_Text shown_:
- - -

Bar Coad Ltd runs a great bar in a local town. The company needs to update the tap system to bring it up to modern standards. The cost of this work is €20,000. Young Tom Coad’s eyes water when he hears the news. But he is great mates with the Diageo rep, and he finds out that he could get a grant. Diageo are true to their word and the company will get a grant of €15,000.

If you tax the grant as income, it will cost €1,875 in CT [€15,000 x 12.5%]. To lessen the blow the company would claim capital allowances at 12.5% That would reduce the tax cost but not by a lot.

Cost of equipment €20,000
Capital allowances at 12.5% €2,500
Tax saving €2,500 x 12.5% €313
Net Tax cost [€1,875-€313] €1,562

But the correct way to treat the grant is to reduce the cost of the asset by the grant value.

Cost of equipment €20,000
Less grant received €15,000
Net cost for Capital allowances €5,000
Capital allowances at 12.5% €625
Value of capital allowances €625 x 12.5% €78

By doing this the right way Bar Coad Ltd has saved over €1,500 in CT.

Capital Allowances

Young Mark Deely loves machinery. So much so that he set up Deely Contractors Ltd in January 2021. Business is good but he needs to replace an old tractor. He has no mass on that Massey anymore. It’s costing him too much in repairs and needs something better.

The company will buy a new Valtra X47D and trade in the 2015 Massey. The net cost for the company is €80,000. The new machine is €120,000 but they’ll give him €40,000 as a trade in. Mark isn’t sure how the taxes work on this, so he calls into the office to see Reg. Reg puts him straight.

For capital allowances purposes there is only €5,000 left on the Massey. With the trade in for €40,000, there is a profit of €35,000. That is a balancing charge and the tax cost of that is

€35,000 x 12.5% €4,375

To avoid that charge Reg tells Mark that he can avail of the Replacement Option. Rather than suffering a balancing charge the cost of the new tractor can reduce by the amount of the charge.

Cost of new tractor €120,000
Less balancing charge €35,000
Revised cost €85,000
Capital allowances at 12.5% €10,625
Value of allowances at 12.5% €1,328

The company avoids paying the CT on the balancing charge so there’s a saving of €4,375. The balancing charge is effectively spread over 8 years.

No balancing charge arises where the sales proceeds or trade in value is less than €2,000. And remember if there’s a loss on the sale of an asset you can get a balancing allowance. That increases your capital allowances claim.

- - -

_A run of rows_:
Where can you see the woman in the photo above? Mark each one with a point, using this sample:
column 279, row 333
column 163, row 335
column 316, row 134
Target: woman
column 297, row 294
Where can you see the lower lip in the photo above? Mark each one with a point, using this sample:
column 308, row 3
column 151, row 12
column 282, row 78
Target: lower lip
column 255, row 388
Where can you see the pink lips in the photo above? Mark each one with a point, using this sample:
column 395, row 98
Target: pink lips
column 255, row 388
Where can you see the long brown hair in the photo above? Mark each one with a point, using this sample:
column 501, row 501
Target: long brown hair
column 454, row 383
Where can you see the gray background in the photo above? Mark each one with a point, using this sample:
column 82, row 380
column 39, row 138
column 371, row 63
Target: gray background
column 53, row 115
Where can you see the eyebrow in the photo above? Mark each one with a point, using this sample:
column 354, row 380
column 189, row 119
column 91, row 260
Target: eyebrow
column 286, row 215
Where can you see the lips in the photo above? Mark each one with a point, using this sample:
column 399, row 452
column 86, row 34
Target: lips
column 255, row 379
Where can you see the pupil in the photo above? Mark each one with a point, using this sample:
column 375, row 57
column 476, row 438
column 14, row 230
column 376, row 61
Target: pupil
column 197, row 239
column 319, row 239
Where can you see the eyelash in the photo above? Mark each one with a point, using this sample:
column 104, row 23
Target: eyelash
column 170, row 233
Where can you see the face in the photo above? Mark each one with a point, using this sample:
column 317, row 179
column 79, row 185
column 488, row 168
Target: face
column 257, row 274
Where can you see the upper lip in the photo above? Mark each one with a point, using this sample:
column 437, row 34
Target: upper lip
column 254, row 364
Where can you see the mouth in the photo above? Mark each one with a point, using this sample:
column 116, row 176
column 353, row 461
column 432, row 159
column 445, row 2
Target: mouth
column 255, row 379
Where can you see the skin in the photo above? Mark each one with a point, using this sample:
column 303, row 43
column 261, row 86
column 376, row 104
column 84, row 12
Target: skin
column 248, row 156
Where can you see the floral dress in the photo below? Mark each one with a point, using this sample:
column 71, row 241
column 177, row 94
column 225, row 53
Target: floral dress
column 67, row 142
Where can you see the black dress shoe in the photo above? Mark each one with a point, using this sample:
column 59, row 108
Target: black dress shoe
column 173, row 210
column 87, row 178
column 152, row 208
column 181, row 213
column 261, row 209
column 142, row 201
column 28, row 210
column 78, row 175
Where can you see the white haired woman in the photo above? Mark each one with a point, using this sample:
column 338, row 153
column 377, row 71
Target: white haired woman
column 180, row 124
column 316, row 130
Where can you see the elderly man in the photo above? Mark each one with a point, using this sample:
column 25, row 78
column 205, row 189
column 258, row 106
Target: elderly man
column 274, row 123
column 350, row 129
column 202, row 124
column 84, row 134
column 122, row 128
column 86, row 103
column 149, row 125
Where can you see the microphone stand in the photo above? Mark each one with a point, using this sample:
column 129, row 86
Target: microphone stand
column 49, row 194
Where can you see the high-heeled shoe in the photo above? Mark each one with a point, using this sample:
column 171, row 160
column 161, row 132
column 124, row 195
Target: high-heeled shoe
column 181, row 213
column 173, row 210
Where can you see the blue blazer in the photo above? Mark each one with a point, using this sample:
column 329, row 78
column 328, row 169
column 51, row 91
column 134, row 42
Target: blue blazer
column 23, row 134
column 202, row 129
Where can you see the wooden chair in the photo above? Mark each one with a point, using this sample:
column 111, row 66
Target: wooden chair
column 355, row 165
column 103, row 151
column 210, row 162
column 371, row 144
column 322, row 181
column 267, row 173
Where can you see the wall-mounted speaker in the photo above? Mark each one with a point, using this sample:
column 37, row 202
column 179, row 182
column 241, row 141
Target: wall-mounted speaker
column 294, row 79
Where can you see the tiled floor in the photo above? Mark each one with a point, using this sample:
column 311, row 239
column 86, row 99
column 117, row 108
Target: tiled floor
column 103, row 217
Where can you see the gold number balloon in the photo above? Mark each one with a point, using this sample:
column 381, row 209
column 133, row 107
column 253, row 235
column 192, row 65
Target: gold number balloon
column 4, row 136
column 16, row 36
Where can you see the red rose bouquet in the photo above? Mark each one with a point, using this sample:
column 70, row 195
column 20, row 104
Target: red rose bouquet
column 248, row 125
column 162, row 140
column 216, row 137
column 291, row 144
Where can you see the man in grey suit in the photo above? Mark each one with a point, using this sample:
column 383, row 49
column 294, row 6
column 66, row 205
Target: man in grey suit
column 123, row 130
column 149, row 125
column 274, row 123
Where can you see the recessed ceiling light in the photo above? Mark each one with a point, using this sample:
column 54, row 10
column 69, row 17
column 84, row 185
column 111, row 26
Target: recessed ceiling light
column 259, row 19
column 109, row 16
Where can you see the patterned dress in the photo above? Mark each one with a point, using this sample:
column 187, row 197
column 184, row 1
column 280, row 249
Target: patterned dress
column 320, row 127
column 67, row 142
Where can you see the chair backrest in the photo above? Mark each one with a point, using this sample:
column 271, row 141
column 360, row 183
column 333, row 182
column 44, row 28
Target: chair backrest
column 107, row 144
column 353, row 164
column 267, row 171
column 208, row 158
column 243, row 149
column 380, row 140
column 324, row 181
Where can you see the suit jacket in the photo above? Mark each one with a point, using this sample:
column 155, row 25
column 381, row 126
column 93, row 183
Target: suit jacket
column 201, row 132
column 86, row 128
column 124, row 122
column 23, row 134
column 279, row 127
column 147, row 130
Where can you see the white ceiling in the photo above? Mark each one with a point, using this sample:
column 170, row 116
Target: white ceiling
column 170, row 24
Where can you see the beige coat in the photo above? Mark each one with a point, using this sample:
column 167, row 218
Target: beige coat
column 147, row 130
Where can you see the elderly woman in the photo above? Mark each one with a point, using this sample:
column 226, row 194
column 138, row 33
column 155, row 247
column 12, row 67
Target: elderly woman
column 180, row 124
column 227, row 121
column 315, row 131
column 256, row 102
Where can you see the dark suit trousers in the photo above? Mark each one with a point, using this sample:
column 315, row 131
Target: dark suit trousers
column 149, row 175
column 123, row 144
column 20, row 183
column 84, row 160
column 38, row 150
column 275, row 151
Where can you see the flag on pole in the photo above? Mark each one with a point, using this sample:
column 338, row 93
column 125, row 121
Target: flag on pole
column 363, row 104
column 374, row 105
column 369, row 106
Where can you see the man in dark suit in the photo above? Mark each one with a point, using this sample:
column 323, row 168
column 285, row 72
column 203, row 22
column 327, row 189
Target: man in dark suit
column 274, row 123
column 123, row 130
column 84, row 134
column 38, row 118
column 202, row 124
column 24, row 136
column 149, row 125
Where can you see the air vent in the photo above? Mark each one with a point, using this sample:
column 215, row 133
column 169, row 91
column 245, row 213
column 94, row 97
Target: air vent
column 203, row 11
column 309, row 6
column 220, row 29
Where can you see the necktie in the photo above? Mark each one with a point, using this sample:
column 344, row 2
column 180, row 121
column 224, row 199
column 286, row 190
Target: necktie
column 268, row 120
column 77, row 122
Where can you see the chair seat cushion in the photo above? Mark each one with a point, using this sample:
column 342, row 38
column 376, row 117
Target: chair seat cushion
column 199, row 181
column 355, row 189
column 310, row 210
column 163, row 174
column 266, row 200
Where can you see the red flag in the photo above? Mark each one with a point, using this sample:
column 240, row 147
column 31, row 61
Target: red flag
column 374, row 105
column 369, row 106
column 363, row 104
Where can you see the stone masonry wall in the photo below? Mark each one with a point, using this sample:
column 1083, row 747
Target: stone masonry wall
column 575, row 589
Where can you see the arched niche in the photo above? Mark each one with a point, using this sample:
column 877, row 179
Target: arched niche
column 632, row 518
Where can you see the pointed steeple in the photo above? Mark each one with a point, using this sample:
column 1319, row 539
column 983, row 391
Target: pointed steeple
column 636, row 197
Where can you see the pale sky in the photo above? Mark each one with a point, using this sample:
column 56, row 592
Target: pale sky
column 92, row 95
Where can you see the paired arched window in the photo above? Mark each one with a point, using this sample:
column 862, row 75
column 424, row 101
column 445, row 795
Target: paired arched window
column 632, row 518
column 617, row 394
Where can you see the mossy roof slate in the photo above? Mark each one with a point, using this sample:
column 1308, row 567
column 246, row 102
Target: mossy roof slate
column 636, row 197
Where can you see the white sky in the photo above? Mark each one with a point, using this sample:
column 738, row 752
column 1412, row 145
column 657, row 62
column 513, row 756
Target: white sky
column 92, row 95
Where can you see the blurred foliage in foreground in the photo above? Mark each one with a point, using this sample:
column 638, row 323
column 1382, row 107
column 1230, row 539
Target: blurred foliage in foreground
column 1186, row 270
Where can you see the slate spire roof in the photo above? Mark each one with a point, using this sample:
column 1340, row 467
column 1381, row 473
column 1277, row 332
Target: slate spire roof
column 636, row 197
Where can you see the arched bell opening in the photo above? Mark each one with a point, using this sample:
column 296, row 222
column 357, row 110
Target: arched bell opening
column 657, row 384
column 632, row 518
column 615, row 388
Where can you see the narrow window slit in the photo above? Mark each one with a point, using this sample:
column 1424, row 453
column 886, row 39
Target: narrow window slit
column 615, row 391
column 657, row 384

- - -

_What this exercise asks_:
1) Answer these questions from the capital allowances text:
(a) How large is the grant Bar Coad Ltd will get from Diageo?
(b) In what month and year was Deely Contractors Ltd set up?
(c) Below what sales proceeds or trade-in value does no balancing charge arise?
2) Quote the capital allowances text word for word, taking everything from "Young Mark Deely" down to "puts him straight.".
The rows are material apart from the capital allowances text.

_Responses to the exercise_:
1)
(a) €15,000
(b) January 2021
(c) €2,000

2)
Young Mark Deely loves machinery. So much so that he set up Deely Contractors Ltd in January 2021. Business is good but he needs to replace an old tractor. He has no mass on that Massey anymore. It’s costing him too much in repairs and needs something better.

The company will buy a new Valtra X47D and trade in the 2015 Massey. The net cost for the company is €80,000. The new machine is €120,000 but they’ll give him €40,000 as a trade in. Mark isn’t sure how the taxes work on this, so he calls into the office to see Reg. Reg puts him straight.